#### [EXERCISE DETAILS]
In the listing below, find the line with "Definition of the keypoint: for every instance of the tram" and the line with "Definition of the keypoint: for every instance of the person". Repeat those two lines and all lines between them exactly.

#### [SOURCE DATA]
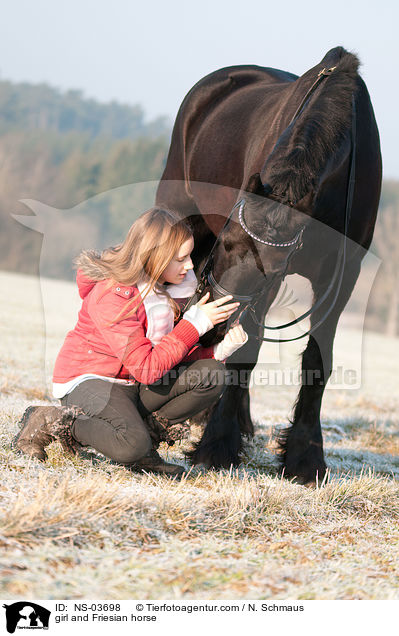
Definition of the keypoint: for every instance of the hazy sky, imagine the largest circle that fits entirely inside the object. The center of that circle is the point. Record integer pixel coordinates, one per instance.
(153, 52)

==

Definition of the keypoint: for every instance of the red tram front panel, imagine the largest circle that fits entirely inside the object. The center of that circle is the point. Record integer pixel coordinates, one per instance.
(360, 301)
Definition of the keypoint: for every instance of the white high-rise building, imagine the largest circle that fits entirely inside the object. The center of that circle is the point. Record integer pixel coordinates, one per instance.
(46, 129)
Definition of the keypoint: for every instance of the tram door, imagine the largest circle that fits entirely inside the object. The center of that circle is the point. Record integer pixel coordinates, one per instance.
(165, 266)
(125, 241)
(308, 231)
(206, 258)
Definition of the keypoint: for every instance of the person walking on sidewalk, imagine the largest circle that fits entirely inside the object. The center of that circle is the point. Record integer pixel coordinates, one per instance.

#### [RESPONSE]
Definition of the keypoint: for every instance of the tram door, imagine the largest circle that fits entirely inside the object. The center of that circle is the point. Record integer pixel coordinates, one per instance.
(165, 266)
(125, 241)
(308, 231)
(206, 258)
Definition of the keypoint: for every instance of the person walking on sidewalk, imagine the largest circle that fits entirely inside the object. The center of that circle is the point. Record integer pixel coordinates, one per instance.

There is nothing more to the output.